■ Source excerpt ■
The Minnesota–St. Cloud State men's ice hockey rivalry is a college ice hockey rivalry between the Minnesota Golden Gophers men's ice hockey and St. Cloud State Huskies men's ice hockey programs. The first meeting between the two occurred on 3 October 1987 but wasn't played annually until 1990.

History
While Minnesota and St. Cloud State both fielded varsity ice hockey teams since at least the early 1930s, the two programs never faced one another for over 50 years. Despite their campuses being just 65 miles apart, Minnesota was competing with the top tier colleges while St. Cloud were matched with the smaller schools. In the mid-80s, the administration at St. Cloud State decided to raise the profile of their college and hired legendary Gopher coach, Herb Brooks to head the team in 1986. He led the Huskies to their first ever NCAA Tournament appearance and, though he left for the NHL after the year, he set the program on the road to Division I play. The team was promoted to DI the following year and played their first game at that level against Minnesota. After a few years of playing as an independent, St. Cloud joined the WCHA in 1990 and the two programs became conference rivals.

■ What this exercise asks ■
[1] Write out the hockey rivalry passage again, starting with "The Minnesota–St. Cloud" and going on through "annually until 1990.", substituting "October 3, 1987" for "3 October 1987".
[2] Pick up the hockey rivalry passage after its final sentence and extend it.

■ Dataset section ■
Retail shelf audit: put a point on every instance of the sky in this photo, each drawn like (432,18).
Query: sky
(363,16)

■ Answers ■
[1]
The Minnesota–St. Cloud State men's ice hockey rivalry is a college ice hockey rivalry between the Minnesota Golden Gophers men's ice hockey and St. Cloud State Huskies men's ice hockey programs. The first meeting between the two occurred on October 3, 1987 but wasn't played annually until 1990.

[2]
The two played several times each season afterwards, with Minnesota carrying the balance of play for several years. Beginning in 1997, the two teams began facing one another with regularity in the conference playoffs. From '97 through '09, the Huskies and Gophers met nine times in the postseason. These frequent meeting had the effect of entrenching the rivalry between the two programs. After Minnesota and St. Cloud went their separate ways in 2013, the two were part of agreement to found the North Star College Cup, a Minnesota-based version of the Beanpot. The tournament didn't last long but both Minnesota and St. Cloud State continued their rivalry by scheduling one another in non-conference meeting more often than not.

Game results
Full game results for the rivalry, with rankings beginning in the 1998–99 season.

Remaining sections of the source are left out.